## [Question courte 1]
D'après l'extrait sur les émotions dans le journalisme, que comprennent de mieux en mieux les chercheurs en journalisme ?

## [Extrait choisi]

──────────

Dissimulées ou mises en avant, les émotions existent dans le journalisme. Elles s’inscrivent dans toute production à plus ou moins grande échelle selon les cultures. Mais à quel point doivent-elles être une ressource journalistique ? Et est-il possible d’enseigner l’intelligence émotionnelle ?
Chaque journaliste a déjà vécu un moment où la prise en compte des émotions devient plus importante que la présentation des « faits ». Avez-vous déjà essayé de convaincre un interlocuteur qui hésite à prendre position dans un reportage ? De faire face à des foules imprévisibles qui peuvent changer d’élan à tout moment ? Faire du journalisme ne repose pas seulement sur la collecte des faits, mais aussi sur comment les journalistes perçoivent, comprennent et font face à une situation émotionnelle. De la même façon, les chercheurs en journalisme qui se penchent sur les renégociations des contours du métier comprennent de mieux en mieux en quoi les émotions contribuent positivement à la production de l’information.

──────────

## [Question courte 2]
Recopiez tous les enregistrements en remplaçant « leafy green shrub » par « flowering bush », sans rien changer d'autre.

──────────

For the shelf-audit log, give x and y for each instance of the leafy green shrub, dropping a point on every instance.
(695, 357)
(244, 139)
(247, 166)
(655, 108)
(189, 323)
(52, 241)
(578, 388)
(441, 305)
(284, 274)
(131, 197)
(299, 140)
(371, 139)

──────────

## [Réponse 1]
Ils comprennent en quoi les émotions contribuent positivement à la production de l'information.

## [Réponse 2]
For the shelf-audit log, give x and y for each instance of the flowering bush, dropping a point on every instance.
(695, 357)
(244, 139)
(247, 166)
(655, 108)
(189, 323)
(52, 241)
(578, 388)
(441, 305)
(284, 274)
(131, 197)
(299, 140)
(371, 139)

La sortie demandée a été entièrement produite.